DATASET RECORDS |
◆ ◆ ◆ ◆
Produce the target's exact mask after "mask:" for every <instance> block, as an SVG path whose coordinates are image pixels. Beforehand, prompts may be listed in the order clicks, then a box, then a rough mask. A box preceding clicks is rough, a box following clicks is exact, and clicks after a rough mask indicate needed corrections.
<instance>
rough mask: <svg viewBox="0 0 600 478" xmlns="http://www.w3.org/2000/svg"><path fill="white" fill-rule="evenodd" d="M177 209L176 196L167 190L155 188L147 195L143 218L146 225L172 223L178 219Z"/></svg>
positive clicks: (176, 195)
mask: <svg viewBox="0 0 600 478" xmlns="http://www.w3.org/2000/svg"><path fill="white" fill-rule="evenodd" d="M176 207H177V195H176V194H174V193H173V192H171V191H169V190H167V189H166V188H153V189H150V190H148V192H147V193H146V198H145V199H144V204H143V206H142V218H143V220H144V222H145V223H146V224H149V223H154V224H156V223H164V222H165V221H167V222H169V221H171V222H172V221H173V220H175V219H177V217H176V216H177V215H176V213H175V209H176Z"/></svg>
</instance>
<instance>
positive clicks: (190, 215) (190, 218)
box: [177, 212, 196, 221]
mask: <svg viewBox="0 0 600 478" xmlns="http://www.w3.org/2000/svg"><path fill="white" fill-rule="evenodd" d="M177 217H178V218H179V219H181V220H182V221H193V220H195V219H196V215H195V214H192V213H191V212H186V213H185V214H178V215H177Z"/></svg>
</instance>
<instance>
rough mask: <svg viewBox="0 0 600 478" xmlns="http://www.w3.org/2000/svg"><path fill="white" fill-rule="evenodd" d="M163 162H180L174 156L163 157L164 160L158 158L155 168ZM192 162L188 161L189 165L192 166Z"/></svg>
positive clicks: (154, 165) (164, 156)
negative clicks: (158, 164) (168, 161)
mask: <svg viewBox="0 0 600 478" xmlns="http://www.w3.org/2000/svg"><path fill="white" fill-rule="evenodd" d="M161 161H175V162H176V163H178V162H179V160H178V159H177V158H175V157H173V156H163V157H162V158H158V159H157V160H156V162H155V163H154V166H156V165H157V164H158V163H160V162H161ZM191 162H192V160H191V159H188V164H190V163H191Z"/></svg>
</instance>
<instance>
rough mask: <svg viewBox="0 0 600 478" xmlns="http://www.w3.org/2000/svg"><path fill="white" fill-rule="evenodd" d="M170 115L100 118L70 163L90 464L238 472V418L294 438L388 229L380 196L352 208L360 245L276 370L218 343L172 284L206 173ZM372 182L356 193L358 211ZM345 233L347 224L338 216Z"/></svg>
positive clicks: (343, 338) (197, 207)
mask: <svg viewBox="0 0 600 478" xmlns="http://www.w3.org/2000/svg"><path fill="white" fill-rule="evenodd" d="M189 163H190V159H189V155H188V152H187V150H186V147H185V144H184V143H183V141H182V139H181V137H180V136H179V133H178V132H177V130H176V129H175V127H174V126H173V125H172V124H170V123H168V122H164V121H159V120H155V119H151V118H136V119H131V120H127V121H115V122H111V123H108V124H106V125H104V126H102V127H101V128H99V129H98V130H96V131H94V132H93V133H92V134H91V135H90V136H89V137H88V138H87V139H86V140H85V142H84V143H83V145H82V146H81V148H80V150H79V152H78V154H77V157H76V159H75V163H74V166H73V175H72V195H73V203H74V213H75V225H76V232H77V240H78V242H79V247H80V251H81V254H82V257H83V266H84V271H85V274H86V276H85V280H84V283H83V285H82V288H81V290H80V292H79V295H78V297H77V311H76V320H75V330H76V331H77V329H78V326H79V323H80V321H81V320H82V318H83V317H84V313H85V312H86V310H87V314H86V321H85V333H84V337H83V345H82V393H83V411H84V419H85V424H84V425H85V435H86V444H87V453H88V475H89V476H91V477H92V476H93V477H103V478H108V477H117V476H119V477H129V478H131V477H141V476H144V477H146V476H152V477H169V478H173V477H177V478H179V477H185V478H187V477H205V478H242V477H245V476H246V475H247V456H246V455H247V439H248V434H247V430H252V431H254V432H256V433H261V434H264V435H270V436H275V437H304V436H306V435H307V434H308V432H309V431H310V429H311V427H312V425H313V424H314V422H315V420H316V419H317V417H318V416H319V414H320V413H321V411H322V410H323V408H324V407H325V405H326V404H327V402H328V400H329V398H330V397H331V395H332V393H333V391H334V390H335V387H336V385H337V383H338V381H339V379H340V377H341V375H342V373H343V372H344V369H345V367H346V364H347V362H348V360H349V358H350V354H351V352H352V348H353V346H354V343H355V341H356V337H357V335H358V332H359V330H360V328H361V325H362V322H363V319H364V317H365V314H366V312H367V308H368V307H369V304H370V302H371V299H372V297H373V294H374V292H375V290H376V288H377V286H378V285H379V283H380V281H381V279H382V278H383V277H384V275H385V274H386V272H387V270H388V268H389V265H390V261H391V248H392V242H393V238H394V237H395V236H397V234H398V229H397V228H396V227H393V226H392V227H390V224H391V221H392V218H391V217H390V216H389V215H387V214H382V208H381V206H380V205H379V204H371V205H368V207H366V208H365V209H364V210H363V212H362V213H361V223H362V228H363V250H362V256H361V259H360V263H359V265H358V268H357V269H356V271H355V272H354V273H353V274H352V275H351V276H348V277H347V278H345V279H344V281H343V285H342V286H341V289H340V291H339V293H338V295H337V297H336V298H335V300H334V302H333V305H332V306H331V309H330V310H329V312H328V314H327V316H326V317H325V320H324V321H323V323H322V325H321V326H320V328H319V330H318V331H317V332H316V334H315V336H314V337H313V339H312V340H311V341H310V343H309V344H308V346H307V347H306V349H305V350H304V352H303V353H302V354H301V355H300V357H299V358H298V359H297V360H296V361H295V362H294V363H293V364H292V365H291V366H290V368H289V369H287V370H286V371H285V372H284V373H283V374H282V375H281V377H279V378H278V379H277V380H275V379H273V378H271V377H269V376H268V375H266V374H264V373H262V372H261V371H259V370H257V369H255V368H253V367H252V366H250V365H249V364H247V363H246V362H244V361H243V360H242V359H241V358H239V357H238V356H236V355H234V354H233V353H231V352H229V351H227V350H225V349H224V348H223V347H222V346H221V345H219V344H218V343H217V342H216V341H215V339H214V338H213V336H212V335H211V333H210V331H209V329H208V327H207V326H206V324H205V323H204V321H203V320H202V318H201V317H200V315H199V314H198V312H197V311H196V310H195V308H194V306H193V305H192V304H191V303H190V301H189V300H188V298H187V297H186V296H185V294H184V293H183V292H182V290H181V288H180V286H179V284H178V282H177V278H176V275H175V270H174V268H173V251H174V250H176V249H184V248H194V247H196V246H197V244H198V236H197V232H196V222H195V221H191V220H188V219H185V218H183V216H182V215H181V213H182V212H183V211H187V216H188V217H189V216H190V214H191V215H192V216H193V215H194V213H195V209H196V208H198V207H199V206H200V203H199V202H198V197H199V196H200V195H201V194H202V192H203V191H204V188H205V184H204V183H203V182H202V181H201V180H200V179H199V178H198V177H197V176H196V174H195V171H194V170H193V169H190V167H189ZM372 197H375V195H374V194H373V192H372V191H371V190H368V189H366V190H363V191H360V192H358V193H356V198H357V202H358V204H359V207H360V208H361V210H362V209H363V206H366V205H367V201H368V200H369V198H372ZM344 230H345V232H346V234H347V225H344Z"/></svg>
◆ ◆ ◆ ◆
The data must be given again in full. Keep every line identical.

WRITTEN RESPONSE |
Produce the target's exact mask after "mask:" for every <instance> block, as an SVG path whose coordinates are image pixels. Beforehand, prompts may be listed in the order clicks, then a box, then a rough mask. A box preceding clicks is rough, a box following clicks is exact, and clicks after a rough mask indicate needed corrections.
<instance>
rough mask: <svg viewBox="0 0 600 478" xmlns="http://www.w3.org/2000/svg"><path fill="white" fill-rule="evenodd" d="M177 209L176 196L167 190L155 188L147 195L143 218L146 225L172 223L178 219Z"/></svg>
positive clicks: (176, 195)
mask: <svg viewBox="0 0 600 478" xmlns="http://www.w3.org/2000/svg"><path fill="white" fill-rule="evenodd" d="M176 207H177V195H176V194H174V193H173V192H171V191H169V190H167V189H166V188H153V189H150V190H148V192H147V193H146V198H145V199H144V204H143V206H142V218H143V220H144V222H145V223H146V224H149V223H154V224H156V223H164V222H165V221H167V222H169V221H171V222H172V221H173V220H175V219H177V217H176V216H177V215H176V213H175V209H176Z"/></svg>
</instance>
<instance>
positive clicks: (190, 215) (190, 218)
box: [177, 212, 196, 221]
mask: <svg viewBox="0 0 600 478" xmlns="http://www.w3.org/2000/svg"><path fill="white" fill-rule="evenodd" d="M177 217H178V218H179V219H181V220H182V221H193V220H195V219H196V215H195V214H192V213H191V212H186V213H185V214H178V215H177Z"/></svg>
</instance>
<instance>
rough mask: <svg viewBox="0 0 600 478" xmlns="http://www.w3.org/2000/svg"><path fill="white" fill-rule="evenodd" d="M163 162H180L174 156L163 157L164 160L158 158L155 168ZM192 162L188 161L189 165L192 166Z"/></svg>
positive clicks: (154, 165) (164, 156)
negative clicks: (158, 164) (168, 161)
mask: <svg viewBox="0 0 600 478" xmlns="http://www.w3.org/2000/svg"><path fill="white" fill-rule="evenodd" d="M161 161H175V162H176V163H178V162H179V160H178V159H177V158H175V157H173V156H163V157H162V158H158V159H157V160H156V162H155V163H154V166H156V165H157V164H158V163H160V162H161ZM191 162H192V160H191V159H188V164H190V163H191Z"/></svg>
</instance>
<instance>
rough mask: <svg viewBox="0 0 600 478" xmlns="http://www.w3.org/2000/svg"><path fill="white" fill-rule="evenodd" d="M170 115L100 118L70 163L90 464L238 472V418L294 438L388 229L380 196L352 208L360 245L276 370L218 343L172 284L206 173ZM372 182L356 193L358 211ZM345 233L347 224L338 216Z"/></svg>
positive clicks: (343, 338) (197, 207)
mask: <svg viewBox="0 0 600 478" xmlns="http://www.w3.org/2000/svg"><path fill="white" fill-rule="evenodd" d="M189 163H190V159H189V155H188V152H187V150H186V147H185V144H184V143H183V141H182V139H181V137H180V136H179V133H178V132H177V130H176V129H175V127H174V126H173V125H172V124H170V123H168V122H164V121H159V120H155V119H151V118H136V119H131V120H127V121H115V122H111V123H108V124H106V125H104V126H102V127H101V128H99V129H98V130H96V131H94V132H93V133H92V134H91V135H90V136H89V137H88V138H87V139H86V140H85V142H84V143H83V145H82V146H81V148H80V150H79V152H78V154H77V157H76V159H75V163H74V166H73V175H72V195H73V203H74V213H75V225H76V232H77V240H78V242H79V247H80V251H81V254H82V257H83V266H84V271H85V274H86V276H85V280H84V283H83V285H82V288H81V290H80V292H79V295H78V297H77V311H76V320H75V330H76V331H77V329H78V326H79V323H80V321H81V320H82V318H83V317H84V313H85V312H86V310H87V314H86V321H85V333H84V337H83V345H82V393H83V411H84V419H85V424H84V425H85V435H86V444H87V453H88V475H89V476H91V477H92V476H93V477H103V478H108V477H117V476H119V477H129V478H131V477H141V476H144V477H146V476H152V477H169V478H173V477H177V478H179V477H185V478H187V477H205V478H242V477H245V476H246V475H247V456H246V455H247V439H248V434H247V430H252V431H254V432H256V433H261V434H264V435H270V436H275V437H304V436H306V435H307V434H308V432H309V431H310V429H311V427H312V425H313V424H314V422H315V420H316V419H317V417H318V416H319V414H320V413H321V411H322V410H323V408H324V407H325V405H326V404H327V402H328V400H329V398H330V397H331V395H332V393H333V391H334V390H335V387H336V385H337V383H338V381H339V379H340V377H341V375H342V373H343V372H344V369H345V367H346V364H347V362H348V360H349V358H350V354H351V352H352V348H353V346H354V343H355V341H356V337H357V335H358V332H359V330H360V328H361V325H362V322H363V319H364V317H365V314H366V312H367V308H368V307H369V304H370V302H371V299H372V297H373V294H374V292H375V290H376V288H377V286H378V285H379V283H380V281H381V279H382V278H383V277H384V275H385V274H386V272H387V270H388V268H389V265H390V261H391V248H392V242H393V238H394V237H395V236H397V234H398V229H397V228H396V227H393V226H392V227H390V224H391V221H392V218H391V217H390V216H389V215H387V214H382V208H381V206H380V205H379V204H371V205H368V207H366V208H365V209H364V210H363V212H362V213H361V223H362V228H363V250H362V256H361V259H360V263H359V265H358V268H357V269H356V271H355V272H354V273H353V274H352V275H351V276H348V277H347V278H345V279H344V281H343V285H342V286H341V289H340V291H339V293H338V295H337V297H336V298H335V300H334V302H333V305H332V306H331V309H330V310H329V312H328V314H327V316H326V317H325V320H324V321H323V323H322V325H321V326H320V328H319V330H318V331H317V332H316V334H315V336H314V337H313V339H312V340H311V341H310V343H309V344H308V346H307V347H306V349H305V350H304V352H303V353H302V354H301V355H300V357H299V358H298V359H297V360H296V361H295V362H294V363H293V364H292V365H291V366H290V368H289V369H287V370H286V371H285V372H284V373H283V374H282V375H281V377H279V378H278V379H277V380H275V379H273V378H271V377H269V376H268V375H266V374H264V373H262V372H261V371H259V370H257V369H255V368H253V367H252V366H250V365H249V364H247V363H246V362H244V361H243V360H242V359H241V358H239V357H238V356H236V355H234V354H233V353H231V352H229V351H227V350H225V349H224V348H223V347H222V346H221V345H219V344H218V343H217V342H216V341H215V339H214V338H213V336H212V335H211V333H210V331H209V329H208V327H207V326H206V324H205V323H204V321H203V320H202V318H201V317H200V315H199V314H198V312H197V311H196V310H195V308H194V306H193V305H192V304H191V303H190V301H189V300H188V298H187V297H186V296H185V294H184V293H183V292H182V290H181V288H180V286H179V284H178V282H177V278H176V275H175V270H174V268H173V251H174V250H176V249H184V248H194V247H196V246H197V244H198V236H197V232H196V222H195V221H191V220H188V219H185V218H183V216H182V215H181V213H182V212H183V211H187V216H188V217H189V216H190V214H191V215H192V216H193V215H194V213H195V209H196V208H198V207H199V206H200V203H199V202H198V197H199V196H200V195H201V194H202V192H203V191H204V188H205V184H204V183H203V182H202V181H201V180H200V179H199V178H198V177H197V176H196V174H195V171H194V170H193V169H190V167H189ZM372 197H375V195H374V194H373V192H372V191H371V190H368V189H366V190H363V191H360V192H358V193H356V198H357V202H358V204H359V207H360V208H361V210H362V209H363V206H366V205H367V201H368V200H369V198H372ZM344 230H345V232H346V234H347V225H344Z"/></svg>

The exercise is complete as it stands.